[Image point grounding data]
..........

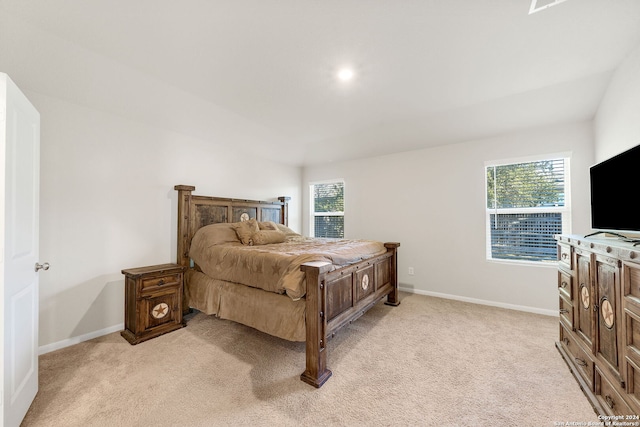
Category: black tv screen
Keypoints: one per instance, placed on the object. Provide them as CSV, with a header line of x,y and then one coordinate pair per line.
x,y
615,184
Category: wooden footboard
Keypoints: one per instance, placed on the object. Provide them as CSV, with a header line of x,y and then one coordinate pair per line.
x,y
335,298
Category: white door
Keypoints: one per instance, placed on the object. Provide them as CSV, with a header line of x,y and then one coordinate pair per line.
x,y
19,202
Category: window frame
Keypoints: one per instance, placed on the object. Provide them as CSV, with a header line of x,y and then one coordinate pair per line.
x,y
565,210
313,214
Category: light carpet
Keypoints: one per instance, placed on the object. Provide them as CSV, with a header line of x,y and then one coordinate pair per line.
x,y
429,361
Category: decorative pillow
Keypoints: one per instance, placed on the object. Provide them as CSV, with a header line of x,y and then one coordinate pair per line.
x,y
286,230
268,225
214,234
265,237
245,230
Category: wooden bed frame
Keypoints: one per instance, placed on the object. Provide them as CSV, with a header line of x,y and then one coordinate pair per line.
x,y
334,298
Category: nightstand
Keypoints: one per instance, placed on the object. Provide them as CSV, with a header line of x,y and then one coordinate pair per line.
x,y
152,301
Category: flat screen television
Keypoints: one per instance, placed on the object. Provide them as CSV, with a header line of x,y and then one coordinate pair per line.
x,y
615,186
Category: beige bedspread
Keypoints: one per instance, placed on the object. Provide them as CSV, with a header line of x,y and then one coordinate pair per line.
x,y
276,267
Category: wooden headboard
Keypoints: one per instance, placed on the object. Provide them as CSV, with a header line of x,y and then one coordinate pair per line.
x,y
197,211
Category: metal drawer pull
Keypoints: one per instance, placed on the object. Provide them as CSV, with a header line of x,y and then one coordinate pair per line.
x,y
580,362
609,400
44,266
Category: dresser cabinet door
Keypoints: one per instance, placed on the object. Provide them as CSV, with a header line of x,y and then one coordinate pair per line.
x,y
584,316
608,313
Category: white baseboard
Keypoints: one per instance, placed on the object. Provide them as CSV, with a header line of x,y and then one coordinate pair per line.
x,y
95,334
535,310
76,340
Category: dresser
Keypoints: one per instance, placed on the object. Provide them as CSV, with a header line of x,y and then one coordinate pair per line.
x,y
599,312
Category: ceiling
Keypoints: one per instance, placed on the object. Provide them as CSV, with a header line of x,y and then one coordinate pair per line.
x,y
261,73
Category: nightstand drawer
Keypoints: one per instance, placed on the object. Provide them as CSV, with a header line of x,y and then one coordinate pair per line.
x,y
153,283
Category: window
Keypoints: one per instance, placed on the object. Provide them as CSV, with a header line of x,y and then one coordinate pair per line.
x,y
327,209
527,204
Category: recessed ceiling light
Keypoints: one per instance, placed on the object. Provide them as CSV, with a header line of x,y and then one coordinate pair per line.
x,y
538,5
345,74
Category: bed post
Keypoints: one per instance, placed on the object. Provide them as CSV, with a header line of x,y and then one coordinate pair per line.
x,y
184,234
392,298
284,213
316,372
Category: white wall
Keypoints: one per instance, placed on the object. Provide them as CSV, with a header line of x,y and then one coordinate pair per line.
x,y
433,202
617,122
107,203
114,142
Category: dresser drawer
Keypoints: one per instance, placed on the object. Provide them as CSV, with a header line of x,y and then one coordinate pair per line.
x,y
578,356
608,397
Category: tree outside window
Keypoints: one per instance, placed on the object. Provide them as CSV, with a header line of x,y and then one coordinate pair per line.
x,y
526,207
327,213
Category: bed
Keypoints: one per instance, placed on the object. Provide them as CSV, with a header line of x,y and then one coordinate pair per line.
x,y
246,265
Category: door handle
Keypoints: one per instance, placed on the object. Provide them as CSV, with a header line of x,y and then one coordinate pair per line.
x,y
44,266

..........

What needs to be done:
Output the records exactly, pictures excluded.

Problem solution:
Category: black tv screen
Keypoints: one per instance, placed on the object. Provide them as CSV, with a header line of x,y and then one coordinate pair per line.
x,y
615,184
Category: wooden footboard
Keypoints: one per instance, placed on the object. Provide them as CSV, with a header line of x,y and then one coordinate pair per line.
x,y
335,298
Category: white door
Keypoints: one per instance, placed on the object. Provide them as CSV, with a header line of x,y and then one coordinate pair per line.
x,y
19,202
Category: window frame
Keypoints: one per instance, placed on the object. Provide them as CSV, with a header line of x,y and then one coordinate pair per line.
x,y
565,210
313,214
Category: light carpet
Keypoints: one per instance, placed on the object. Provide them as CSV, with a header line of x,y and then one coordinate pair per line.
x,y
429,361
Category: decorative pillow
Keypoints: one per instance, placed on the object. Provide them as CSV, with a header line of x,y and then one coordinate pair per line.
x,y
286,230
268,225
214,234
265,237
245,230
Category: wooden bed frame
Keypoints: one per instance, placed on the object. Provide them as CSV, with a header line of x,y and then one coordinate pair per line.
x,y
334,298
Category: nightstand
Keypoints: one per instance, placed on the object. Provide them as CSV, with a header line of x,y and then one coordinate pair per line.
x,y
152,301
Category: flat screen television
Keypoints: one per instance, placed on the object. Provide them as CSV, with a header line of x,y and then one coordinate pair per line.
x,y
615,186
Category: beige bedspread
Keypoints: one per instance, placed on the object. Provide them as CSV, with a header line of x,y and then one coordinate pair per line.
x,y
276,267
Category: wooden headboard
Keypoints: one per instance, placed on the object. Provide them as CSV, with a header line of x,y and then one coordinate pair per line.
x,y
197,211
Category: metal drawer pull
Keypoints: one per instance, placed on the object. Provide them as CSV, with a header line of x,y and then one coordinate pair per line.
x,y
580,362
609,400
44,266
Category: dresser cabinet door
Keypoints: one per instance, placed on the object. Provide them as CSV, with a header line of x,y and then one coordinate pair per line.
x,y
584,316
608,313
Category: white baseboard
Keypoints: one per instance, placed on the object. Provide them as CSV, with a header line of x,y and then one coordinate pair per line.
x,y
95,334
535,310
76,340
Category: dresser
Keypoints: one per instance, placed on the object. Provide them as CSV, with a header line of x,y and then one coordinate pair per line.
x,y
599,312
Category: ceiling
Keypoints: one per instance, placed on the object. Provide them as CSV, with a header line of x,y and then one coordinate pair per line.
x,y
261,73
Category: nightstand drawer
Keypoints: one per instance, placed on the object. Provide them as CSV, with a header line of x,y and then one coordinate pair per line.
x,y
153,283
Category: window
Keypoints: one per instance, placed on the object. Provide them as CSV, with a header line of x,y and then one coordinate pair per line.
x,y
327,209
527,204
Category: recessed ceiling light
Keypoints: one per instance, placed on the object. Provide them as CSV, with a header line of x,y and then one coordinate pair per line.
x,y
538,5
345,74
Category: bed post
Keypoints: one per instance, placed on the object. Provide them as CSV, with a header line of x,y and then one coordinate pair per line.
x,y
184,234
392,298
284,213
316,372
Category: white wall
Keypoints: one per instance, placed on the object. Provide them as CSV, with a header line of x,y and then one coordinate pair per line.
x,y
433,202
617,122
107,203
114,142
Category: dresser drawer
Keypoints: one per instance, placed on the object. Provide them as CSV, with a header line of x,y and then one coordinate pair per line.
x,y
578,356
608,397
Category: tree outside window
Keypoints: one per instance, placed on the object. Provide them as CSV, with a header line of x,y and then one coordinate pair per line.
x,y
526,207
327,213
Category: bed
Keypoints: one per instance, placed on the object. Provide them as CSV, with a header line of x,y and then one coordinate pair per line.
x,y
246,265
Category: door handle
Keypoints: one per instance, placed on the object. Provide them as CSV, with a header line of x,y and then one coordinate pair per line.
x,y
44,266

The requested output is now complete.